→ TASK DETAILS
In the text on Livy below, condense the paragraph beginning "Livy has some interesting comments" into a short bulleted list that keeps its main facts.

→ GIVEN TEXT
Livy has some interesting comments on how the Romans dealt with their budget deficit in 214 BCE. Rather than saying that because the treasury was empty and therefore a number officials pretty much had nothing to do, Livy instead writes “Because of the insolvency of the treasury, the censors were freed from the contracting out of public works, and they turned their attention to regulating morality and chastening the vices that had arisen from that war” (24.18). One of the other interesting tales that he tells is that the censors were approached by “the owners of the slaves whom Tiberius Sempronius had freed at Beneventum. These said that they had been summoned by the three directors of the exchequer to be compensated for the slaves, but that they would not take the compensation until the war was over” (24.18). This is a pretty curious affair as Livy had pointed out earlier that the state had bought these slaves from their owners at rather a large expense. Had the state merely rented these slaves? Is Livy attempting to combine two different accounts of the volones?
I haven’t looked into Livy’s sources on the volones yet, but he does make one of his sources explicitly clear: a painting commissioned by Tiberius Sempronius Gracchus after his success at Beneventum:
“The people of Beneventum all came streaming out in a crowd to meet them at the gates. They hugged the soldiers, congratulated them, and offered them hospitality. Dinners had been made ready in the forecourts of their houses by all the citizens; and to these they invited soldiers, begging Gracchus to give his men permission, but on condition that everyone eat in public, all the hosts before their own doors. Everything was then brought out. The slave volunteers dined wearing caps, or had fillets of white wool on their heads. Some were reclining and others standing, the latter serving food and eating at the same time. The event seemed worthy of a picture, and so on his return to Rome Gracchus had a painting of that festive day made in the temple of Liberty which his father had had constructed and had dedicated on the Aventine.” (24.16)

→ GIVEN ENTRIES

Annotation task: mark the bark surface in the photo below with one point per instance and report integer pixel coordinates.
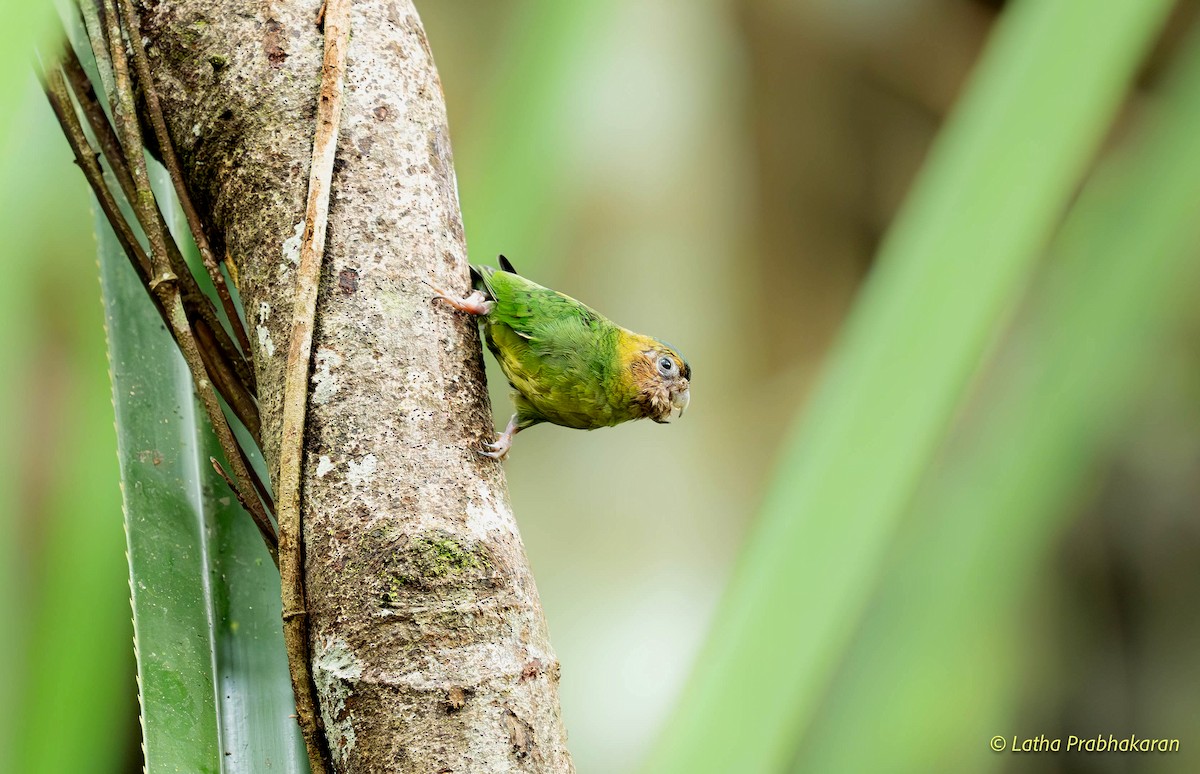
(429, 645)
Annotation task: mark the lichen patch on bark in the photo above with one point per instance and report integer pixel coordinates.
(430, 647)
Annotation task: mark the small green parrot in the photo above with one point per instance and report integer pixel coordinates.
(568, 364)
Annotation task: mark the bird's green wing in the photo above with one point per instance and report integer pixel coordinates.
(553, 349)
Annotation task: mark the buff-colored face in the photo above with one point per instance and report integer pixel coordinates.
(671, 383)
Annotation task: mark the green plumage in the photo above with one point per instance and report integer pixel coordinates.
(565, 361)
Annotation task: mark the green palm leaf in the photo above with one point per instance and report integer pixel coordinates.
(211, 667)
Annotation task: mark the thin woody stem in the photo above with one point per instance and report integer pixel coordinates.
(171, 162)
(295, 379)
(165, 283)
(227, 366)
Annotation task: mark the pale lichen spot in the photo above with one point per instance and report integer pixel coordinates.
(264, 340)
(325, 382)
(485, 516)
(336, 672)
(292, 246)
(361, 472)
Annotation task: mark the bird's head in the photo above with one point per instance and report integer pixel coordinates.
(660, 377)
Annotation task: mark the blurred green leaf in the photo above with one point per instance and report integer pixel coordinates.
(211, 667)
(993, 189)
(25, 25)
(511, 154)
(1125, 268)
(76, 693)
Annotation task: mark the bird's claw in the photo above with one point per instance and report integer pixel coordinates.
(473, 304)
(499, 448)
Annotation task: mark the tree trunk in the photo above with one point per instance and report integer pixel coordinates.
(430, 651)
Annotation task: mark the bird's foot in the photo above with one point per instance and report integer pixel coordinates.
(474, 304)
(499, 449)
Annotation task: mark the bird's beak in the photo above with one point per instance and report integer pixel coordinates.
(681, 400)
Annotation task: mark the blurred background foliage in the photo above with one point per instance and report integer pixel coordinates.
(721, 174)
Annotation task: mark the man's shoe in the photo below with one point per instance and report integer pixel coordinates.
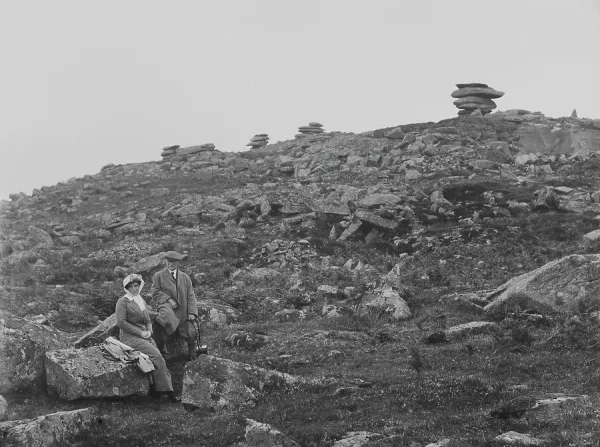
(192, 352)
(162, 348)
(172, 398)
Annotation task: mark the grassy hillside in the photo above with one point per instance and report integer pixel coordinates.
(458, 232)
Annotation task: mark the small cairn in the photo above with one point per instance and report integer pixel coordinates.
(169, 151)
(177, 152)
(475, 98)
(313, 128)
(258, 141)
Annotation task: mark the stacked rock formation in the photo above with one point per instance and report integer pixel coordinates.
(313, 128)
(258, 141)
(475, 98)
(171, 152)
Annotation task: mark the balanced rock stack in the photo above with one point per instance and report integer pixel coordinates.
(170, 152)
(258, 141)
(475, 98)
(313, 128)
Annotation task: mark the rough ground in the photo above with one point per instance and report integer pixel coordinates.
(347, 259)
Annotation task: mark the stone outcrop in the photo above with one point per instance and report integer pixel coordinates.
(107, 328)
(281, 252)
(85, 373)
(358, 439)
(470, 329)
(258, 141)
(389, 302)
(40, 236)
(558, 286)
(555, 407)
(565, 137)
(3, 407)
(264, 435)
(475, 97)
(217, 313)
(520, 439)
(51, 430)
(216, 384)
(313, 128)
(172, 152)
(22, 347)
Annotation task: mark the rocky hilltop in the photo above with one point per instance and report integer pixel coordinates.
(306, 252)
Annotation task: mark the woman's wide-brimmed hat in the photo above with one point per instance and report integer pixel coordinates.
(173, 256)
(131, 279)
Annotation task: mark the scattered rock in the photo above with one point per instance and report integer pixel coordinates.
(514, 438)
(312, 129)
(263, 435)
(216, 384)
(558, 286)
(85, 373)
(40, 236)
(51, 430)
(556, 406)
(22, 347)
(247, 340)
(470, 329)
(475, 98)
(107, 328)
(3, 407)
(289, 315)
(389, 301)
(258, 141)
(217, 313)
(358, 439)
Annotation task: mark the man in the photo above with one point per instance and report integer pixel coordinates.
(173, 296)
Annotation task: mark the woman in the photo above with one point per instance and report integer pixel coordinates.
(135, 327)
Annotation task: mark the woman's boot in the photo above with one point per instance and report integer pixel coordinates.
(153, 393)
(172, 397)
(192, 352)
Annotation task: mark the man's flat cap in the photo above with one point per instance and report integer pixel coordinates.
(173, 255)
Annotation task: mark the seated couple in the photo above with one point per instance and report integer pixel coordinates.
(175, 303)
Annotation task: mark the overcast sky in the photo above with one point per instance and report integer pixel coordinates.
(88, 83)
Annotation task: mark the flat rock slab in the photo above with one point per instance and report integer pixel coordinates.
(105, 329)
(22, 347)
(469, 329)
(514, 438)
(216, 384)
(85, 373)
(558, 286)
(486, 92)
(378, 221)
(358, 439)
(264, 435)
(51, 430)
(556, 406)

→ REPLY TO THE TASK
- In 214 BCE the Roman treasury was insolvent, so the censors were freed from contracting out public works. They turned instead to regulating morality and punishing vices that had arisen from the war (Livy 24.18).
- The owners of the slaves Tiberius Sempronius had freed at Beneventum told the censors they had been summoned by the three directors of the exchequer to be compensated. They said they would not take the compensation until the war was over (24.18).
- This is puzzling because Livy had said earlier that the state bought these slaves from their owners at great expense.
- The writer asks whether the state only rented the slaves, or whether Livy is combining two different accounts of the volones.